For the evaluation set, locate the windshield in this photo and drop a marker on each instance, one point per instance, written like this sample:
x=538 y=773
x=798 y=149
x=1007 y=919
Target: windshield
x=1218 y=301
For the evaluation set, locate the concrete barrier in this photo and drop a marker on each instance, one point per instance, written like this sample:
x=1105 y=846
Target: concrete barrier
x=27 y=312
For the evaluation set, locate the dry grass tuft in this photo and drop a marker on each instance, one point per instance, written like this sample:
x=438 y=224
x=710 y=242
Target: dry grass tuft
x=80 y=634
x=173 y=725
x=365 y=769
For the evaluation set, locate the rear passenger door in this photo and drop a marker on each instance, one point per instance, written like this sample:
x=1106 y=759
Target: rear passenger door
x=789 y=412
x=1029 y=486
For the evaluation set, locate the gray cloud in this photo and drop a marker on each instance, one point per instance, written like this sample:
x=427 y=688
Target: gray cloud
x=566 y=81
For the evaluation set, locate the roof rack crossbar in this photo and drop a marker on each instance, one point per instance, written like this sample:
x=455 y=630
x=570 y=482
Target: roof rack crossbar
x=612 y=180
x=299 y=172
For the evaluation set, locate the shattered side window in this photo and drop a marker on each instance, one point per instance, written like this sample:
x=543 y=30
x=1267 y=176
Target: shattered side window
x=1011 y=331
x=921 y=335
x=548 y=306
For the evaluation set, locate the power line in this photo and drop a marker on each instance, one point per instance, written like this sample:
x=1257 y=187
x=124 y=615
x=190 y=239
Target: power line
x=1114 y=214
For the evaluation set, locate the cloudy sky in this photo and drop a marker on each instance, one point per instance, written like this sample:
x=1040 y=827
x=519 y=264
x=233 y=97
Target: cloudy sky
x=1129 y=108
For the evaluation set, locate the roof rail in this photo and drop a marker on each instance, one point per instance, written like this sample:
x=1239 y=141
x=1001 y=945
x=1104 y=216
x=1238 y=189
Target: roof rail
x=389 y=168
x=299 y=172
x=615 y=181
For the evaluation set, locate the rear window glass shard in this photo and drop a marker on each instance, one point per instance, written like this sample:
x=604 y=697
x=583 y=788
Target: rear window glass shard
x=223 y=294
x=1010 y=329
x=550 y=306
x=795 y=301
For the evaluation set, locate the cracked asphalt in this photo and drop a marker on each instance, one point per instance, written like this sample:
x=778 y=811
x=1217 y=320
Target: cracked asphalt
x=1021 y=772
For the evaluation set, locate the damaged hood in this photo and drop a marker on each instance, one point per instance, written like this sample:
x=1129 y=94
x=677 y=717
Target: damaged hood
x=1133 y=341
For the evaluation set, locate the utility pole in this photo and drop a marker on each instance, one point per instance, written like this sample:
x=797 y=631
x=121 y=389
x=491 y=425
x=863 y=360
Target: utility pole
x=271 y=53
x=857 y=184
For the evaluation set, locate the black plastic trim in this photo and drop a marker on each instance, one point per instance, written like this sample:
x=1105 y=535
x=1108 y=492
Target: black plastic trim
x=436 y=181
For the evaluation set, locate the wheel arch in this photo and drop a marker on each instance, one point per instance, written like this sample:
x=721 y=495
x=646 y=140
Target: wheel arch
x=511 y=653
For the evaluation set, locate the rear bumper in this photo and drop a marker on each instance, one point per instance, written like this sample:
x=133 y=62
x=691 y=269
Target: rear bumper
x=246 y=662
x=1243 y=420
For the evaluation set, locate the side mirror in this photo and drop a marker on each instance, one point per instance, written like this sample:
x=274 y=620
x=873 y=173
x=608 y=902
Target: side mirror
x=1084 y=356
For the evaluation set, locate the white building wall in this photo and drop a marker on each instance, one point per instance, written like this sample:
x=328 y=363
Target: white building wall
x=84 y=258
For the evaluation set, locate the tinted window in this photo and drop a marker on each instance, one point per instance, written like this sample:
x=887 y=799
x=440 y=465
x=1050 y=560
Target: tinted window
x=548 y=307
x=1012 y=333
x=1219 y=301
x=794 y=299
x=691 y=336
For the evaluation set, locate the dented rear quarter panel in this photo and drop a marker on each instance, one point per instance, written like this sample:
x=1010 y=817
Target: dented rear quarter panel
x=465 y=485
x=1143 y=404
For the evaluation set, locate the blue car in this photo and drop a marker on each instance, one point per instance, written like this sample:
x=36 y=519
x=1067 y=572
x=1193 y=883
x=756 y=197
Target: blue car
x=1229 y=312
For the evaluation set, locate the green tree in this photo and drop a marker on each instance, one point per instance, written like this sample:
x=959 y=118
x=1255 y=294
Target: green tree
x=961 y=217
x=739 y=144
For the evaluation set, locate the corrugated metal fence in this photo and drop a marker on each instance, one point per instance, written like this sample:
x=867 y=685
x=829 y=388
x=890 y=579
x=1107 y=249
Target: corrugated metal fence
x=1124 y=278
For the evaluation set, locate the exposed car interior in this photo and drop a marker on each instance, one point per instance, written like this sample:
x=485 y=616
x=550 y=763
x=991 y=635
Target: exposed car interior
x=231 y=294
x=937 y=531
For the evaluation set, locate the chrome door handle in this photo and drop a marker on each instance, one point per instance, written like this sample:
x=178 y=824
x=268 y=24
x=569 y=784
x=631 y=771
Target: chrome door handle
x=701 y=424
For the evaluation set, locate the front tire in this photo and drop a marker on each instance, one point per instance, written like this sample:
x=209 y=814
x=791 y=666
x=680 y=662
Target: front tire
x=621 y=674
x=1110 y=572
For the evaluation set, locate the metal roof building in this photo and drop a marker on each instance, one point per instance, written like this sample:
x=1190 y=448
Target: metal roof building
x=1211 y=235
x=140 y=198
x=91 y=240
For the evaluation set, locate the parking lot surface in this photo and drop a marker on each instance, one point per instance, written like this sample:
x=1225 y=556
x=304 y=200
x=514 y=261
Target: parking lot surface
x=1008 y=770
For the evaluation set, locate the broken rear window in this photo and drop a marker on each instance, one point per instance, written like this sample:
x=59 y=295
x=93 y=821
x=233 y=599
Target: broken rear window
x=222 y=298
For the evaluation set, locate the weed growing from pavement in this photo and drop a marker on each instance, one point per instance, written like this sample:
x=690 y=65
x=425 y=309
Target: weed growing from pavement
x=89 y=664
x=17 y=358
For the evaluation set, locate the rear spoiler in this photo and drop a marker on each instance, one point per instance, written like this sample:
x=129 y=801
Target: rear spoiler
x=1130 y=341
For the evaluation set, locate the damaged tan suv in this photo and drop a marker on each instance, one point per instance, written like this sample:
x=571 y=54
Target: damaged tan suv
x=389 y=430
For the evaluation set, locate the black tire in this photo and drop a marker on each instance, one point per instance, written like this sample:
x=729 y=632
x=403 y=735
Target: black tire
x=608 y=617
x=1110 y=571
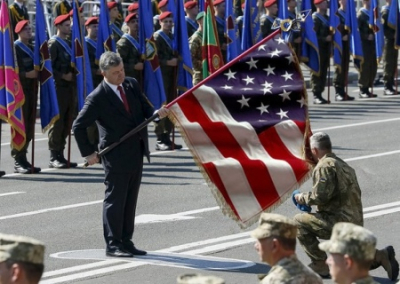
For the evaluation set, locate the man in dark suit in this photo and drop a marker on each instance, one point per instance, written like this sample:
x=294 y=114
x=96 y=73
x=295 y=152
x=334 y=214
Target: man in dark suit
x=117 y=106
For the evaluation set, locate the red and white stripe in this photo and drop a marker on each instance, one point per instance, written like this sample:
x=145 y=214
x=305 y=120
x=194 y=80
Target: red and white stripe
x=252 y=172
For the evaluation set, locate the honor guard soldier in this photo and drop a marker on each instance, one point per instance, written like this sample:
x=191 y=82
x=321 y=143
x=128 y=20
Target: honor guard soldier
x=321 y=27
x=129 y=49
x=168 y=64
x=191 y=9
x=351 y=251
x=296 y=35
x=271 y=10
x=276 y=245
x=219 y=9
x=340 y=75
x=390 y=53
x=28 y=77
x=64 y=78
x=369 y=64
x=195 y=42
x=18 y=12
x=113 y=9
x=62 y=8
x=21 y=259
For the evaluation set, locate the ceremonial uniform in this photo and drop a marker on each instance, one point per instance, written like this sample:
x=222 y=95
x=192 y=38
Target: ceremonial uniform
x=290 y=270
x=197 y=61
x=369 y=65
x=390 y=53
x=321 y=27
x=17 y=13
x=62 y=8
x=60 y=54
x=128 y=48
x=338 y=198
x=340 y=75
x=24 y=54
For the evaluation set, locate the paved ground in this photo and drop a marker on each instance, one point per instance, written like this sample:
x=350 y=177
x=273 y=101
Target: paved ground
x=179 y=222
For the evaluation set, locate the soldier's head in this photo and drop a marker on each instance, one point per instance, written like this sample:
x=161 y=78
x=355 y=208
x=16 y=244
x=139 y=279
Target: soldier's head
x=275 y=237
x=320 y=144
x=113 y=10
x=219 y=8
x=92 y=26
x=271 y=7
x=196 y=278
x=21 y=259
x=132 y=21
x=166 y=21
x=112 y=68
x=351 y=250
x=191 y=9
x=24 y=30
x=63 y=25
x=199 y=19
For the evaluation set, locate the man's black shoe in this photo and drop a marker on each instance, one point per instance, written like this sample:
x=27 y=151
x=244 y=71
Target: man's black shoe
x=118 y=253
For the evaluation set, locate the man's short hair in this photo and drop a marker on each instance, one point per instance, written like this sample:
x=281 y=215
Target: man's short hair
x=109 y=59
x=321 y=141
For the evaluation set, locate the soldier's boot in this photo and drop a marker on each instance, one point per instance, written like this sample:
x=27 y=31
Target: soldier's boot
x=318 y=99
x=55 y=161
x=320 y=267
x=62 y=158
x=386 y=258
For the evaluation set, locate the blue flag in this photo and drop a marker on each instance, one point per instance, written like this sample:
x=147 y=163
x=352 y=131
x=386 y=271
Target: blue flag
x=49 y=112
x=233 y=48
x=251 y=33
x=309 y=48
x=351 y=25
x=376 y=25
x=153 y=86
x=181 y=44
x=80 y=58
x=334 y=22
x=105 y=41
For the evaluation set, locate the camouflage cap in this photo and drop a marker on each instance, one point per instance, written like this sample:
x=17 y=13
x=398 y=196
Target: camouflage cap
x=351 y=239
x=275 y=225
x=19 y=248
x=199 y=279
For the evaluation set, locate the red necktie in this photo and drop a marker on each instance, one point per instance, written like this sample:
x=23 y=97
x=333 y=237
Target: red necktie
x=123 y=97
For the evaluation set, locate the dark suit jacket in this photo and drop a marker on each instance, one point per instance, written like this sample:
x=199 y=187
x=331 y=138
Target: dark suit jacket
x=105 y=108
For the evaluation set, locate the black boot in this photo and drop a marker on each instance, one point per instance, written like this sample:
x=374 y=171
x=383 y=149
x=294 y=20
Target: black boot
x=55 y=161
x=71 y=164
x=22 y=166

■ The problem ■
Copy out the lines of the listing above, from the line holding "For the evaluation set, locate the damaged hood" through the line holding "x=691 y=336", inclusive.

■ Result below ■
For the evaluation set, locate the damaged hood in this photo and drop a marker on each instance, one point per instance, written like this sample:
x=1129 y=94
x=677 y=717
Target: damaged hood
x=1133 y=341
For the evaluation set, locate the utility pole in this photo and drop a marker on each instance, one point per instance, written like this sample:
x=797 y=631
x=121 y=389
x=491 y=425
x=863 y=360
Target: utility pole
x=271 y=53
x=857 y=184
For the evaluation set, locate the black plastic trim in this photo and drop a marker on each instance, one point per instance, written like this sample:
x=1105 y=535
x=1108 y=492
Target: black plastic trim
x=436 y=181
For the evaluation set, locate the wheel arch in this photo and drop a marker on each instance, one point per instance, written like this sample:
x=721 y=495
x=646 y=140
Target: wheel arch
x=511 y=653
For the evaluation set, locate the rear bumper in this photo and drop a marker on each instance, one point per instance, written like this sample:
x=133 y=62
x=691 y=269
Target: rear bumper
x=246 y=662
x=1243 y=420
For the evaluation set, locate the side mirror in this photo and drop a marker on each instance, one point per instance, written like this sample:
x=274 y=620
x=873 y=173
x=608 y=902
Target: side mirror
x=1084 y=356
For the evaluation set, locate the white building wall in this photo and drop a marker on each instance, one point per instance, written like this sample:
x=328 y=363
Target: white building wall
x=84 y=258
For the evaluation set, locate the tinted window in this photo and drop a marker on each instance, one point per instance, written like this sample:
x=887 y=799
x=440 y=465
x=1050 y=560
Target: tinted window
x=548 y=307
x=1012 y=333
x=1219 y=301
x=794 y=299
x=691 y=336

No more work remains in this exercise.